**WHAT IS BEING ASKED:**
Rewrite the rows below, replacing "every instance" with "each instance" wherever it occurs and leaving everything else as it is.

____________

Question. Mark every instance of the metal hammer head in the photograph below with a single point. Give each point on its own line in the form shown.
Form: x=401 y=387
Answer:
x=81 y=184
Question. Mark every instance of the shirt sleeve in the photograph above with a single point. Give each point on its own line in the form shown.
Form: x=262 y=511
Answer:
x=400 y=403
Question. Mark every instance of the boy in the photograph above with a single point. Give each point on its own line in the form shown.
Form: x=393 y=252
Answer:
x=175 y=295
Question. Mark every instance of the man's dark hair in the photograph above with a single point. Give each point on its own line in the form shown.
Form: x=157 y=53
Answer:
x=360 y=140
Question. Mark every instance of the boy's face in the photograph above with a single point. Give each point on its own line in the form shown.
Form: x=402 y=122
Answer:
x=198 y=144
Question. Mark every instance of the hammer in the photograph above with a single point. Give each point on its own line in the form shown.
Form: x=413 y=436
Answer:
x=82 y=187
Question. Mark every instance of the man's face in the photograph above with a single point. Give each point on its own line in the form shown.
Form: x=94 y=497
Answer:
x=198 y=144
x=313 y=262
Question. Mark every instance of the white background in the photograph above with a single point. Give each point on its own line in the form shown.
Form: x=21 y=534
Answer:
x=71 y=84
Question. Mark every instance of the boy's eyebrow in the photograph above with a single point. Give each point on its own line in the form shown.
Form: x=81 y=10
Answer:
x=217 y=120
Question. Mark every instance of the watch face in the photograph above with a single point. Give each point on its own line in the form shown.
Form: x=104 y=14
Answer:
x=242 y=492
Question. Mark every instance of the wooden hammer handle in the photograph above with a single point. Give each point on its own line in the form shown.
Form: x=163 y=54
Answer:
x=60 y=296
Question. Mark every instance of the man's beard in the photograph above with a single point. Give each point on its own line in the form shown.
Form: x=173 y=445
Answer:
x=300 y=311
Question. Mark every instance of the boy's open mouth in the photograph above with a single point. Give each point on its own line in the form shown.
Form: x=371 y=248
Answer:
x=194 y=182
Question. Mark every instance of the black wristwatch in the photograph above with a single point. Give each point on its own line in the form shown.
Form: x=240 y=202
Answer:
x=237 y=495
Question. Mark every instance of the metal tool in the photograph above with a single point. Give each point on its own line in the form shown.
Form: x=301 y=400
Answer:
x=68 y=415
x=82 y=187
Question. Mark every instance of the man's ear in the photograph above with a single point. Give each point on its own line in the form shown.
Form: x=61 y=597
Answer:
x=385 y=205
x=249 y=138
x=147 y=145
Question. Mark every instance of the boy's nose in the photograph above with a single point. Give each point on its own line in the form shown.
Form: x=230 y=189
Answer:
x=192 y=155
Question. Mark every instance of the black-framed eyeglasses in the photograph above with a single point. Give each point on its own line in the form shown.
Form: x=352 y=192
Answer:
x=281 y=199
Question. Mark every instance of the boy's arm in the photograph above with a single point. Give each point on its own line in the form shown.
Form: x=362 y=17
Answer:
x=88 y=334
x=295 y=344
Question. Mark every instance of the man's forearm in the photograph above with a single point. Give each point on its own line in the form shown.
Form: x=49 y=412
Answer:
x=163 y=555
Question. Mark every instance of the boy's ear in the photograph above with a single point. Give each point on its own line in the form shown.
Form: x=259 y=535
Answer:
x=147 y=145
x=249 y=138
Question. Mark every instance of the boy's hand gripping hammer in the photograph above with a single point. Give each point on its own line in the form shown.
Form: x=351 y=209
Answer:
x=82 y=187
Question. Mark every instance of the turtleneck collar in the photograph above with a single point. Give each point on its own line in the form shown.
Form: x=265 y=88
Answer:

____________

**WRITTEN SOLUTION:**
Question. Mark each instance of the metal hammer head in the photograph below with a single point. Give each point on its own line in the form shown.
Form: x=401 y=387
Answer:
x=81 y=184
Question. Mark each instance of the shirt sleeve in the photograph above with a single point. Give each point on its own line in the form shown.
Form: x=262 y=511
Answer:
x=400 y=403
Question. Mark each instance of the boy in the photograph above with a single point. Give each point on its own line in the form shown.
Form: x=393 y=252
Answer:
x=175 y=295
Question. Mark each instance of the man's dark hair in the photograph above with a single point. Give each point on its own line in the form shown.
Form: x=157 y=53
Answer:
x=360 y=140
Question. Mark each instance of the boy's face in the photograph above with a single point. Give each point on its own line in the form shown.
Form: x=402 y=122
Answer:
x=198 y=144
Question. Mark each instance of the hammer in the photograph above with a single point. Give each point on its own line in the form shown.
Form: x=413 y=436
Answer:
x=82 y=187
Question. Mark each instance of the man's face in the photograph above with a single point. Give each point on its own line in the form shown.
Form: x=94 y=497
Answer:
x=198 y=144
x=313 y=262
Question. Mark each instance of the white background in the photograph above with a single point. Give each point on its own line in the form shown.
Form: x=21 y=534
Answer:
x=71 y=84
Question. Mark each instance of the boy's eyebrow in the photograph above with a single point. Give each point on its own line in the form shown.
Form: x=81 y=10
Answer:
x=217 y=120
Question. Mark each instance of the watch face in the photograph above with a single point. Give each point on its own line in the form shown.
Form: x=104 y=14
Answer:
x=242 y=492
Question. Mark each instance of the wooden hammer handle in the photograph above with a single point. Give each point on its own line in the form shown.
Form: x=163 y=54
Answer:
x=60 y=296
Question. Mark each instance of the man's beard in the photograph above with a single point. Give each point on its own line in the form shown.
Form: x=173 y=445
Answer:
x=300 y=311
Question. Mark each instance of the boy's open mouth in the photograph above with a single point. Give each point on its own line in the form shown.
Form: x=371 y=248
Answer:
x=194 y=182
Question. Mark each instance of the black wristwatch in the photograph above with a single point. Give each point on its own line in the form shown.
Form: x=240 y=202
Answer:
x=237 y=495
Question. Mark each instance of the metal tool in the photograph above with a single point. Give each point on its own line in the form shown.
Form: x=301 y=400
Answer:
x=68 y=415
x=82 y=187
Question. Mark each instance of the man's ear in the photograph above with a single point. Give each point on its own line in the form shown.
Form: x=61 y=597
Answer:
x=385 y=205
x=249 y=138
x=147 y=145
Question. Mark each instance of the boy's nose in the photograph above with a single point. Give each point on its own line in the form shown.
Form: x=230 y=189
Answer:
x=192 y=155
Question. Mark each instance of the black-framed eyeglasses in the photograph above with a single point. Give each point on its own line in the form shown.
Form: x=352 y=192
Answer:
x=281 y=199
Question. Mark each instance of the boy's arm in the photograph above with a single point. Give each point on its own line in the form shown.
Form: x=362 y=17
Answer:
x=88 y=334
x=295 y=344
Question. Mark each instance of the man's forearm in the photograph above with a single point. Give each point on its own line in the form shown.
Form: x=49 y=412
Answer:
x=163 y=555
Question. Mark each instance of the boy's ear in the photograph above with a single point. Give each point on its own line in the form shown.
Form: x=259 y=535
Answer:
x=147 y=145
x=249 y=138
Question. Mark each instance of the boy's hand gripping hammer in the photograph above with a single point. Give each point on its own line in the form shown.
Form: x=351 y=209
Answer:
x=82 y=187
Question. Mark each instance of the turtleneck collar in the photograph above with a single point. Give each point on its own line in the form shown.
Form: x=265 y=88
Answer:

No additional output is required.